Data for this task:
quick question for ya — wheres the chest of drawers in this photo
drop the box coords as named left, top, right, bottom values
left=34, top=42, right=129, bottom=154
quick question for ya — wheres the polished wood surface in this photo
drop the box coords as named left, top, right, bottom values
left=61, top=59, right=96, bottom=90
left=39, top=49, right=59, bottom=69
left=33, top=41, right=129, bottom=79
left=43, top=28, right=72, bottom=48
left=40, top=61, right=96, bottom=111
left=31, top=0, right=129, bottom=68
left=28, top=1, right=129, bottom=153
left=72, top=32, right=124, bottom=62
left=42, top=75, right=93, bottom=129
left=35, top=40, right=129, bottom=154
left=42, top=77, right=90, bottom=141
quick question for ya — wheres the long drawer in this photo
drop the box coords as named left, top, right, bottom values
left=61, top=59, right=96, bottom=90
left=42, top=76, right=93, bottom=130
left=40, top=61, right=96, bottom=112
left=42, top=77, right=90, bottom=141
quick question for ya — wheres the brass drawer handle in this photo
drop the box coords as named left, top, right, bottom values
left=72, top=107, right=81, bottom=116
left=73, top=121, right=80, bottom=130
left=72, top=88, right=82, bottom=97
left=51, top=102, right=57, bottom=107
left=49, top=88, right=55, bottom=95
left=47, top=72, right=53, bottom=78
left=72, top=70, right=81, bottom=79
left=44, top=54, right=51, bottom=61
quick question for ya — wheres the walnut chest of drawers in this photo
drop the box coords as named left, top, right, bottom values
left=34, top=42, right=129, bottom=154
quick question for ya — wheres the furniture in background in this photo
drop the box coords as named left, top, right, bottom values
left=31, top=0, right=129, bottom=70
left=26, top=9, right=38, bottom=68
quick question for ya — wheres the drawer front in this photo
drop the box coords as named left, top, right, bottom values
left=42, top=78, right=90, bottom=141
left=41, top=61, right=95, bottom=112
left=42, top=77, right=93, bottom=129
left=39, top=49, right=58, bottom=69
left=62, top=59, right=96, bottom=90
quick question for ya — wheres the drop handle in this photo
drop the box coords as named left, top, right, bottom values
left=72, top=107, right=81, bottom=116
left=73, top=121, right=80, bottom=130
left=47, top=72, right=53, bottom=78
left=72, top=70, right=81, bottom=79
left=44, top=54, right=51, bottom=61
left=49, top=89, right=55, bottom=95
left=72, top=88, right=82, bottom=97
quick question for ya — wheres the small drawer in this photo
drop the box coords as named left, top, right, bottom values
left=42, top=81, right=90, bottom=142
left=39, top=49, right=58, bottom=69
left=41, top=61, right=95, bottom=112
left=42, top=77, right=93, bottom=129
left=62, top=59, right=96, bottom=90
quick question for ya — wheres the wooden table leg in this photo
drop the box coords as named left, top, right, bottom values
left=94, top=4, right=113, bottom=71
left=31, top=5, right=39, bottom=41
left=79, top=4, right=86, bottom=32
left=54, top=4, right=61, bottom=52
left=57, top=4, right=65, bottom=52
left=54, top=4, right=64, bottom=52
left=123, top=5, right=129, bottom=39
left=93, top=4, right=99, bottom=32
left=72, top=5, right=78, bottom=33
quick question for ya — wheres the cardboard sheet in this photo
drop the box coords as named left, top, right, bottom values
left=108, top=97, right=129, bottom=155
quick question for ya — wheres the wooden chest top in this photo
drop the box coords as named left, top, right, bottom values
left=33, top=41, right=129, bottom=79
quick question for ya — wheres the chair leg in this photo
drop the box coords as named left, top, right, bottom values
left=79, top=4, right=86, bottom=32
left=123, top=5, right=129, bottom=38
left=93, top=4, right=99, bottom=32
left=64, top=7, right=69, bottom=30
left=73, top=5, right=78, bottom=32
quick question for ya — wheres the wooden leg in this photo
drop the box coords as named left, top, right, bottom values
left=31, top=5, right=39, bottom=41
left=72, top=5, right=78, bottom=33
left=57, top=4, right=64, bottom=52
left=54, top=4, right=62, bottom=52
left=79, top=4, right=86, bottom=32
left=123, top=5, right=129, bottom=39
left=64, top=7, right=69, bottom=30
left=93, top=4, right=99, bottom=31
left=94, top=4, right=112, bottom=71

Exercise prompt:
The expected answer is the complete material, restated exactly.

Written answer:
quick question for ya — wheres the chest of drawers in this photo
drop the box coords as named left, top, right, bottom values
left=34, top=42, right=129, bottom=154
quick question for ya — wheres the polished wood surface in this photo
drop the box coords as named left, top, right, bottom values
left=61, top=59, right=96, bottom=90
left=39, top=49, right=59, bottom=69
left=33, top=41, right=129, bottom=79
left=43, top=28, right=72, bottom=48
left=40, top=61, right=96, bottom=111
left=31, top=0, right=129, bottom=68
left=28, top=1, right=129, bottom=153
left=72, top=32, right=124, bottom=62
left=42, top=75, right=93, bottom=129
left=35, top=40, right=129, bottom=154
left=42, top=77, right=90, bottom=141
quick question for ya — wheres the long drawer in this photo
drop the box coords as named left, top, right, bottom values
left=61, top=59, right=96, bottom=90
left=42, top=76, right=93, bottom=130
left=40, top=61, right=96, bottom=112
left=42, top=77, right=90, bottom=141
quick question for ya — wheres the brass drawer handle in this photo
drop the box coords as named left, top, right, bottom values
left=72, top=107, right=81, bottom=116
left=73, top=121, right=80, bottom=130
left=72, top=88, right=82, bottom=97
left=51, top=102, right=57, bottom=107
left=49, top=88, right=55, bottom=95
left=47, top=72, right=53, bottom=78
left=72, top=70, right=81, bottom=79
left=44, top=54, right=51, bottom=61
quick question for ya — wheres the walnut chest of drawers in this photo
drop the box coords as named left, top, right, bottom values
left=34, top=42, right=129, bottom=154
quick question for ya — wheres the furniture in background in this photo
drop the box coords as named left, top, right, bottom values
left=31, top=0, right=129, bottom=70
left=26, top=9, right=38, bottom=68
quick question for ya — wheres the drawer front in this photo
drop the box coords as named left, top, right, bottom values
left=42, top=78, right=90, bottom=141
left=41, top=61, right=95, bottom=112
left=42, top=77, right=93, bottom=129
left=39, top=49, right=58, bottom=69
left=62, top=59, right=96, bottom=90
quick question for ya — wheres the drop handle in this photo
drop the box coords as named left, top, right, bottom values
left=72, top=107, right=81, bottom=116
left=73, top=121, right=80, bottom=130
left=47, top=72, right=53, bottom=78
left=72, top=70, right=81, bottom=79
left=44, top=54, right=51, bottom=61
left=49, top=89, right=55, bottom=95
left=72, top=88, right=82, bottom=97
quick question for ya — wheres the small drawer in this photo
drop the box coords as named left, top, right, bottom values
left=42, top=81, right=90, bottom=142
left=39, top=49, right=58, bottom=69
left=41, top=61, right=95, bottom=112
left=42, top=77, right=93, bottom=129
left=62, top=59, right=96, bottom=90
quick question for ya — wheres the wooden table leg in this photo
drop the box coords as named left, top, right, bottom values
left=94, top=4, right=113, bottom=71
left=31, top=5, right=39, bottom=41
left=79, top=4, right=86, bottom=32
left=54, top=4, right=61, bottom=52
left=57, top=4, right=65, bottom=52
left=54, top=4, right=64, bottom=52
left=123, top=5, right=129, bottom=39
left=93, top=4, right=99, bottom=32
left=72, top=5, right=78, bottom=33
quick question for ya — wheres the cardboard sheet in this photo
drop the box coords as named left, top, right, bottom values
left=108, top=97, right=129, bottom=155
quick question for ya — wheres the wooden chest top in this photo
drop the box coords as named left, top, right, bottom values
left=33, top=41, right=129, bottom=79
quick question for ya — wheres the chair leg in this photo
drop the box coords as named left, top, right, bottom values
left=79, top=4, right=86, bottom=32
left=123, top=5, right=129, bottom=38
left=93, top=4, right=99, bottom=32
left=64, top=7, right=69, bottom=30
left=73, top=5, right=78, bottom=32
quick question for ya — wheres the wooden leg in this photo
drop the box coords as named left, top, right, bottom values
left=31, top=5, right=39, bottom=41
left=72, top=5, right=78, bottom=33
left=57, top=4, right=64, bottom=52
left=54, top=4, right=62, bottom=52
left=79, top=4, right=86, bottom=32
left=123, top=5, right=129, bottom=39
left=64, top=7, right=69, bottom=30
left=93, top=4, right=99, bottom=31
left=94, top=4, right=112, bottom=71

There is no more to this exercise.